■ Quoted passage:

------------------------------

PATIENTS at Maitland Hospital are waiting longer in the emergency department (ED) as new data shows almost 70 per cent are leaving without treatment.
The latest Bureau of Health Information report shows there was a 15 per cent drop in the number of patients starting their treatment on time at the hospital's ED in the July to September quarter in 2022 compared to the same time last year.
The data shows 45 per cent of patients who presented to Maitland Hospital ED in that quarter started their treatment within the clinically recommended timeframe.
There was a steady decline in other key benchmarks since the hospital's new site opened at Metford in January. The percentage of patients leaving the ED within four hours was the lowest recorded at the hospital in the past decade.
The report shows 35 per cent of patients left the emergency department within four hours, down 16.1 percentage points from the same quarter in 2021.
The number of arrivals to the hospital by ambulance is also the highest it has been in the past 10 years. There were more than 3500 arrivals via ambulance to the hospital between July and September - up 7.7 per cent, or 251 patients, from the same quarter last year. Of these, 78 per cent of patients were transferred from the care of paramedics to ED staff within 30 minutes - down 13.5 percentage points.
Maitland MP Jenny Aitchison, who has started a petition for more staff at the hospital, said she was alarmed by the results.
"I feel like people are resigned to it now, that they just know it is going to be a really long wait," she said.
"I want to see more staff across the hospital. The feedback I am getting is that people are waiting too long for a bed, and that is clogging up emergency - and the whole system."
A Hunter New England Health spokesperson said the latest report captured a "challenging period" for the hospital, as winter illnesses and ongoing furloughing of staff continued to place pressure on the health system.
"From July to September 2022, Maitland Hospital had 12,451 attendances and figures reveal more than half of those presenting to our emergency departments were not in need of life-threatening or critical care," she said. "All patients were seen and triaged on arrival at the ED, with the most seriously unwell patients treated first."

------------------------------

■ Requirement A:
Rewrite the article on Maitland Hospital starting at "There was a steady" and ending at "13.5 percentage points.", with "paramedics" replaced by "ambulance officers".
■ Requirement B:
According to the article on Maitland Hospital, how many attendances did the hospital have from July to September 2022?
The data after this point come from a separate source with no connection to the article on Maitland Hospital.

------------------------------

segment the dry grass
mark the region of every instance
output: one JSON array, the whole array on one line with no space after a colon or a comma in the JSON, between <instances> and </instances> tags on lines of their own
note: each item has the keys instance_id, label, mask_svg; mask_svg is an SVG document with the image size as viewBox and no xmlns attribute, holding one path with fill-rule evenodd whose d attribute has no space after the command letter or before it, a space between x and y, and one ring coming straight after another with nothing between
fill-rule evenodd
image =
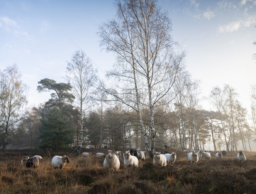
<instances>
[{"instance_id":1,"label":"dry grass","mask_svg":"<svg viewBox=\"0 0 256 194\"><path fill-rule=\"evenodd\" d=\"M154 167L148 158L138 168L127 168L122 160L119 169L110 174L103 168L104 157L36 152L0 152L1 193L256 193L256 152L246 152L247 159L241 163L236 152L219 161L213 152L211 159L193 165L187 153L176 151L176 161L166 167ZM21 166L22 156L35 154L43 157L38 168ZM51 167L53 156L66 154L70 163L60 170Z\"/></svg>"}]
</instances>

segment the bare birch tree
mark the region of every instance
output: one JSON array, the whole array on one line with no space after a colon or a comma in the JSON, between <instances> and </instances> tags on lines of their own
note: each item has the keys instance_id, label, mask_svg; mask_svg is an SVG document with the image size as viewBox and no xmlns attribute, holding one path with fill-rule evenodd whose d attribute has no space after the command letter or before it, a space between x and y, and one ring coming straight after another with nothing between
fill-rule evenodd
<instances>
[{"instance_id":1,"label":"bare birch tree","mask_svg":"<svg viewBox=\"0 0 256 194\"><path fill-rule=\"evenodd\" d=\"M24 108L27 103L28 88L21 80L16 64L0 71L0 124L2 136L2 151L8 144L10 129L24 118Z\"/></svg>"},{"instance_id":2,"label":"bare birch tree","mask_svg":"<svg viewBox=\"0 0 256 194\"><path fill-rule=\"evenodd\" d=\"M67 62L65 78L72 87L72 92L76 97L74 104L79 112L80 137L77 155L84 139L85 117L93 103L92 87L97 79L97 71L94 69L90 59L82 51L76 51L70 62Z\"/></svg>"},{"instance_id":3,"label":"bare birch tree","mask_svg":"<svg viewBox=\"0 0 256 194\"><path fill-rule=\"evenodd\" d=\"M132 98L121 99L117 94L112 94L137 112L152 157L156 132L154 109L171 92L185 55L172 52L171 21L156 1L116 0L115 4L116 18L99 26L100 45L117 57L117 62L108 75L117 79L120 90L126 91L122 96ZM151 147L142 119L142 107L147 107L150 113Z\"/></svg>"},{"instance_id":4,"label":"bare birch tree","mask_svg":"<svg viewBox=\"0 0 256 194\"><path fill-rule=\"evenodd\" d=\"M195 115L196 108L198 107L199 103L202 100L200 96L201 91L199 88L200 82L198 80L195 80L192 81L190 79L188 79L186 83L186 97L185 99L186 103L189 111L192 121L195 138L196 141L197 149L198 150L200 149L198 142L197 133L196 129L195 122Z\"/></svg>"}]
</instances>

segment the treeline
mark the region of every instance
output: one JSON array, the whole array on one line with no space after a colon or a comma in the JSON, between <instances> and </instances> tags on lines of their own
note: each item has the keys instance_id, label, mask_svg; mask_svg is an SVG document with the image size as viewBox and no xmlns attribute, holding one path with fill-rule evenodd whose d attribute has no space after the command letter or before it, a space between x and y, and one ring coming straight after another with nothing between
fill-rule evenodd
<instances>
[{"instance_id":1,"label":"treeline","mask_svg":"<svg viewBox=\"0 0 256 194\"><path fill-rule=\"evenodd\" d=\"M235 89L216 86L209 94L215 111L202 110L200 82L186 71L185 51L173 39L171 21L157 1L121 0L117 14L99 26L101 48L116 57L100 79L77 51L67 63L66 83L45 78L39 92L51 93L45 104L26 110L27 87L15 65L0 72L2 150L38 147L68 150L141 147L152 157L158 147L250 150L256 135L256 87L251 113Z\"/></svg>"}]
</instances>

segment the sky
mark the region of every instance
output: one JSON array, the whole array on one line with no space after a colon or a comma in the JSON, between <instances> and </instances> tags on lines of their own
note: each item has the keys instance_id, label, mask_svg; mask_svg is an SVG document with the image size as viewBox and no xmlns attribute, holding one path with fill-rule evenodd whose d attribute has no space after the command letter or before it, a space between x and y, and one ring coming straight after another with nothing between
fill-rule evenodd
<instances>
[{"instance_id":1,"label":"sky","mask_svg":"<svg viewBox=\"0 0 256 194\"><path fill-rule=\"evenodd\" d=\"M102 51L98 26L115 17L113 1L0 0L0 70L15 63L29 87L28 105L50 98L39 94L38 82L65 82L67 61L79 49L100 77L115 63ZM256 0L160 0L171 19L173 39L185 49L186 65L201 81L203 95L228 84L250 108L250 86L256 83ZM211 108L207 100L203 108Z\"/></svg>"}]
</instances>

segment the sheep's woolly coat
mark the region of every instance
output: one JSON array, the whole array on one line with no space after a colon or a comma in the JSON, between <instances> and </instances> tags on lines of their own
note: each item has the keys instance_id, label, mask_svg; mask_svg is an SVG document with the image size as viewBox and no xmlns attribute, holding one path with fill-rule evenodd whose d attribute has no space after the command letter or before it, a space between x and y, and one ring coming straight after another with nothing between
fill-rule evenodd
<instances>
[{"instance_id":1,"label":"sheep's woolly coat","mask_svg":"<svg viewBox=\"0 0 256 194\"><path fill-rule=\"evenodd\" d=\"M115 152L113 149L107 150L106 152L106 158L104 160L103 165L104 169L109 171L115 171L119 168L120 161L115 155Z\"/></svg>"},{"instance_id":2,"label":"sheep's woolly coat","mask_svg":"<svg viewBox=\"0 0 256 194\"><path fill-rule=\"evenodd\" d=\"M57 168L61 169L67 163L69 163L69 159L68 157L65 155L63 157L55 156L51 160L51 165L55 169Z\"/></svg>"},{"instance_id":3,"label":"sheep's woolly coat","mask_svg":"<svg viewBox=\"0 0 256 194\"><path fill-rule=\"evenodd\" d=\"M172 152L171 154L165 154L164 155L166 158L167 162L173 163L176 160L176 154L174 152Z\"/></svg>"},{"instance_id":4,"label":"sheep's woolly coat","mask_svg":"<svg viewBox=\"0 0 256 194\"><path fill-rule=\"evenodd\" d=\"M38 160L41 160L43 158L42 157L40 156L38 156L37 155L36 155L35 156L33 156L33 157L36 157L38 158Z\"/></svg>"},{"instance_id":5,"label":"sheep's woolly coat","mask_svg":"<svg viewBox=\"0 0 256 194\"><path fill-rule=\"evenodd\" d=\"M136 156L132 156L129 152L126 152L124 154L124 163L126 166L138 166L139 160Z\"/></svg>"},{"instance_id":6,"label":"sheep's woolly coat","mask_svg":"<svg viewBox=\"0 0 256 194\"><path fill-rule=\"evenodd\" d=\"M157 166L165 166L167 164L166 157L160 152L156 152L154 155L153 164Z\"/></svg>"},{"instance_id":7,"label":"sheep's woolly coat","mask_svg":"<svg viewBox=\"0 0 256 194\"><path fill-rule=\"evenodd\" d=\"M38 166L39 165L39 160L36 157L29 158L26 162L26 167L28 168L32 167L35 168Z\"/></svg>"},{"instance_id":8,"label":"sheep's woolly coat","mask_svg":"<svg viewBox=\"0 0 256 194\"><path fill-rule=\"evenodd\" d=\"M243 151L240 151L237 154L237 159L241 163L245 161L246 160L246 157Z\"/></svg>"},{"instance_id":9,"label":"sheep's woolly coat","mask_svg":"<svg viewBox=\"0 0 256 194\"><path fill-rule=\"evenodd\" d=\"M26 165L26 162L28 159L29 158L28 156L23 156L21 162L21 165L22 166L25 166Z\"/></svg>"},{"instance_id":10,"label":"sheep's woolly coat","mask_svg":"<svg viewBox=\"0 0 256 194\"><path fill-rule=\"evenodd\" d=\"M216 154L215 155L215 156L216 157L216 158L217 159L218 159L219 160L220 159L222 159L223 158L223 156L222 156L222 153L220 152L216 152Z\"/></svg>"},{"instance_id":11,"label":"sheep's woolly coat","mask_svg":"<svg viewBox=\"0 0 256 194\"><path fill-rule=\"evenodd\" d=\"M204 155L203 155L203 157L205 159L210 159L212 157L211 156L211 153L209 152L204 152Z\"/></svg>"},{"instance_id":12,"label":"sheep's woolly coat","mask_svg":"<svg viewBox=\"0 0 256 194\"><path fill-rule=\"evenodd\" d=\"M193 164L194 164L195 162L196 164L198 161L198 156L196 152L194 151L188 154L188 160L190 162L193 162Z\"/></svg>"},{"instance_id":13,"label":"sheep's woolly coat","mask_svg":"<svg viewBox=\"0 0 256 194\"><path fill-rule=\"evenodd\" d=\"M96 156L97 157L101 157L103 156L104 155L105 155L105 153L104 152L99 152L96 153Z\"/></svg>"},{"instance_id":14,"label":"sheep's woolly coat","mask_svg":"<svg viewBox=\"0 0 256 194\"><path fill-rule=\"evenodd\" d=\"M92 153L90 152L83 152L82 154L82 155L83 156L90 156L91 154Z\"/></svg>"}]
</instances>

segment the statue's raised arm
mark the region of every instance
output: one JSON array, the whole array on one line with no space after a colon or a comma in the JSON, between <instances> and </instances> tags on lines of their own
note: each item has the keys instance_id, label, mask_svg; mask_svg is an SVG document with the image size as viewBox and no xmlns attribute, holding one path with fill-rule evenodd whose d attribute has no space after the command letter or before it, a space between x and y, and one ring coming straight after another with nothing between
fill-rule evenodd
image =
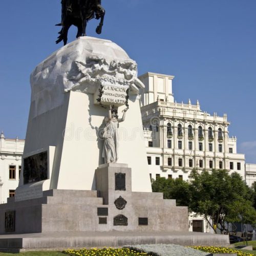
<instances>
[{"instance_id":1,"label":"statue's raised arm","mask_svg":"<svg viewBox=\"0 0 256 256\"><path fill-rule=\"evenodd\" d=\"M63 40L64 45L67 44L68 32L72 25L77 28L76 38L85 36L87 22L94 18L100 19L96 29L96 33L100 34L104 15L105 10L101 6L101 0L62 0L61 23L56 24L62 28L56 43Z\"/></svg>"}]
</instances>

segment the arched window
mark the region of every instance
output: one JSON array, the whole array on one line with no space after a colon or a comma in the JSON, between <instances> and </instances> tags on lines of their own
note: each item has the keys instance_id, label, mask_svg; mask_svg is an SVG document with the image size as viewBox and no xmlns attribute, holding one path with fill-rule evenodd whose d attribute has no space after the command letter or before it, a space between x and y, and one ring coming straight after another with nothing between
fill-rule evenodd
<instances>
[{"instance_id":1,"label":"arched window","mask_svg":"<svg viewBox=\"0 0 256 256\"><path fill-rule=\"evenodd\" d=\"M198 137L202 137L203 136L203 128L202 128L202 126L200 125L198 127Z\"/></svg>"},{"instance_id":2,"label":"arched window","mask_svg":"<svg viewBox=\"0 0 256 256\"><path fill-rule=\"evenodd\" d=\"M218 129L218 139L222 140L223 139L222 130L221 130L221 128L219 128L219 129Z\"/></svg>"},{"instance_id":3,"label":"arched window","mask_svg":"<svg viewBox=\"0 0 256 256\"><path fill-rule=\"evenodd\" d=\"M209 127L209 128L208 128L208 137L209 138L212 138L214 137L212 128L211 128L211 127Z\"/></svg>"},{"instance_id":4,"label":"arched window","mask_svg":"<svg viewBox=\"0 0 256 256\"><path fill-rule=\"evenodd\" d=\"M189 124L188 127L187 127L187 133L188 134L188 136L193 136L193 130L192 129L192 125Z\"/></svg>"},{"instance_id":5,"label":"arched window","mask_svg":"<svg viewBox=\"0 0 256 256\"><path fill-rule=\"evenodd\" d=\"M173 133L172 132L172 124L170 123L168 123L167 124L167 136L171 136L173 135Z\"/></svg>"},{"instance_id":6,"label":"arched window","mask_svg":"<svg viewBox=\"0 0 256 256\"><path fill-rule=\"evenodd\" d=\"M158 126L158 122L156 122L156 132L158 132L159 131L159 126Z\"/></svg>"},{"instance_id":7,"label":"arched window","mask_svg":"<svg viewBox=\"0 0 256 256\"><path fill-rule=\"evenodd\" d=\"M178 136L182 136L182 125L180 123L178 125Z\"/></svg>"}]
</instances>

------------------------------

■ Response box A:
There was a steady decline in other key benchmarks since the hospital's new site opened at Metford in January. The percentage of patients leaving the ED within four hours was the lowest recorded at the hospital in the past decade.
The report shows 35 per cent of patients left the emergency department within four hours, down 16.1 percentage points from the same quarter in 2021.
The number of arrivals to the hospital by ambulance is also the highest it has been in the past 10 years. There were more than 3500 arrivals via ambulance to the hospital between July and September - up 7.7 per cent, or 251 patients, from the same quarter last year. Of these, 78 per cent of patients were transferred from the care of ambulance officers to ED staff within 30 minutes - down 13.5 percentage points.

■ Response box B:
12,451 attendances.